◆ **EXERCISE TASK 1**
Answer these questions about the August 1902 events page:
(a) How many miners were killed in the Mount Kembla Mine disaster?
(b) Who won the Clitheroe by-election?
(c) In which theater did Sangdugong Panaguinip premiere?
◆ **EXERCISE TASK 2**
Echo the part of the August 1902 events page from "- Raffaele Palizzolo, a" to "who was unopposed.".
◆ **EXERCISE TASK 3**
List each date heading in the August 1902 events page, along with the day of the week given for it.

◆ **EXTRACT**
- - - - - - -

August 1902
The following events occurred in August 1902:
August 1, 1902 (Friday)
- The Mount Kembla Mine disaster at Wollongong, Australia, the worst mining disaster in the country's history, killed 96 miners. A royal commission appointed to look into the disaster later stated that only the substitution of safety lamps for flame lights could have saved the lives of the victims.
- Raffaele Palizzolo, a former Deputy from Palermo, Italy was jailed for the 1893 murder of banker Emanuele Notarbartolo, former mayor of Palermo, by the Assize Court in Bologna.
- In the United Kingdom, the Clitheroe by-election, brought about by the elevation to the House of Lords of the incumbent Liberal MP, was won by Labour Representation Committee candidate David Shackleton, who was unopposed.
- Born: Pete Latzo, American boxer and world welterweight champion 1926 to 1927; in Colerain, Pennsylvania
August 2, 1902 (Saturday)
- The Philippine opera Sangdugong Panaguinip, the first opera to be performed in the Tagalog language, premiered at the Zorrilla Theatre in Manila.
- Born: Pope Cyril VI of Alexandria, Coptic Orthodox Patriarch from 1959 to 1971; in Damanhour, Egypt
August 3, 1902 (Sunday)

- - - - - - -

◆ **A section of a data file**

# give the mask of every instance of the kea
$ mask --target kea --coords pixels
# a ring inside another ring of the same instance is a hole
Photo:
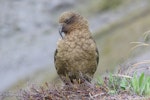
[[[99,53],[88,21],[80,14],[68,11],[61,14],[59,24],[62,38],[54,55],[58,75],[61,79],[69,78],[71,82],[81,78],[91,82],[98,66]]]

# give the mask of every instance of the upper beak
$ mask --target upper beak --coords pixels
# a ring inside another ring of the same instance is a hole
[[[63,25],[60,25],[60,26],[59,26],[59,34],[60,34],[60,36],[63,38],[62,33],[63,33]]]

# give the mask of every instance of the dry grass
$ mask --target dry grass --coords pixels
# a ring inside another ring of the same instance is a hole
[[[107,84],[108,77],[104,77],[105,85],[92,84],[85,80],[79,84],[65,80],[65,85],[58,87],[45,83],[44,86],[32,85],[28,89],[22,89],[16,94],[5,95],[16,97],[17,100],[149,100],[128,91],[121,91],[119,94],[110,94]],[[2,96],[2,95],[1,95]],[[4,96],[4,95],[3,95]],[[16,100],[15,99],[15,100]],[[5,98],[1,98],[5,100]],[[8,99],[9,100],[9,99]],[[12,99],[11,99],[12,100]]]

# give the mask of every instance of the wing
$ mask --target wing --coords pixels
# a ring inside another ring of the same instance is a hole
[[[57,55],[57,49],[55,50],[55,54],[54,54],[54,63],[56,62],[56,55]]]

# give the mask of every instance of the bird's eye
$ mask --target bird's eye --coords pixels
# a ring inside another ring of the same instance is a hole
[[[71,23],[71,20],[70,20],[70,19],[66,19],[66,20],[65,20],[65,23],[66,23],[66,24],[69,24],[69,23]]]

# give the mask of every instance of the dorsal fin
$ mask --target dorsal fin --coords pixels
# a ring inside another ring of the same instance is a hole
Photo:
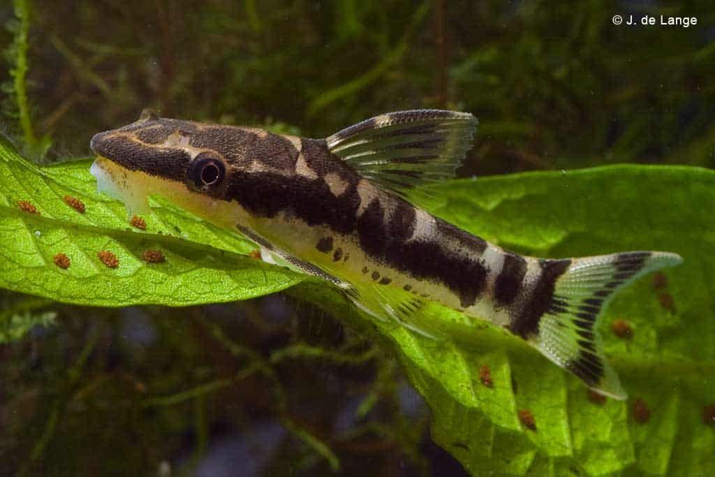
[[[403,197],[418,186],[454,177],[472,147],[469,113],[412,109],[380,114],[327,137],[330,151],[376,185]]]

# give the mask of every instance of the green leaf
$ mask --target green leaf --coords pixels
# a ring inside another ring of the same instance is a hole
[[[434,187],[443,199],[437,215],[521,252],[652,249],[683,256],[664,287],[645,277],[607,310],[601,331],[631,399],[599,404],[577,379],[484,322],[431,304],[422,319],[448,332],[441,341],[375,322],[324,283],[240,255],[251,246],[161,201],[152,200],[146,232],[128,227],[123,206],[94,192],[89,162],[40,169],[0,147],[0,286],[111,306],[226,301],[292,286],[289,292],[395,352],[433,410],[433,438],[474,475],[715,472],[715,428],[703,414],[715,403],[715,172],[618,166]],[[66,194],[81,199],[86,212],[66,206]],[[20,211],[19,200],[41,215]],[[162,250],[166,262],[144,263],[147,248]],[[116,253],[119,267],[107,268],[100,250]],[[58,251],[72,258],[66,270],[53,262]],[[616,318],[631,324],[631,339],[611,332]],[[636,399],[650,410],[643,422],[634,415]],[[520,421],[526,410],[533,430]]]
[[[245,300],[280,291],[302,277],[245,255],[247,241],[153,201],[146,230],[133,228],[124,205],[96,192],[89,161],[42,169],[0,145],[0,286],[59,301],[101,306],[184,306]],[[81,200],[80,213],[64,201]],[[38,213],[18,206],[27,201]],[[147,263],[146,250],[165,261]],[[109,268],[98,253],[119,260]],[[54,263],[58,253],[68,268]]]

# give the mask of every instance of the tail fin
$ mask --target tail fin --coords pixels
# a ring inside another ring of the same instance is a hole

- - - - - - -

◆ **EXERCISE RESULT 1**
(a) 96
(b) David Shackleton
(c) The Zorrilla Theatre in Manila

◆ **EXERCISE RESULT 2**
- Raffaele Palizzolo, a former Deputy from Palermo, Italy was jailed for the 1893 murder of banker Emanuele Notarbartolo, former mayor of Palermo, by the Assize Court in Bologna.
- In the United Kingdom, the Clitheroe by-election, brought about by the elevation to the House of Lords of the incumbent Liberal MP, was won by Labour Representation Committee candidate David Shackleton, who was unopposed.

◆ **EXERCISE RESULT 3**
- August 1, 1902 (Friday)
- August 2, 1902 (Saturday)
- August 3, 1902 (Sunday)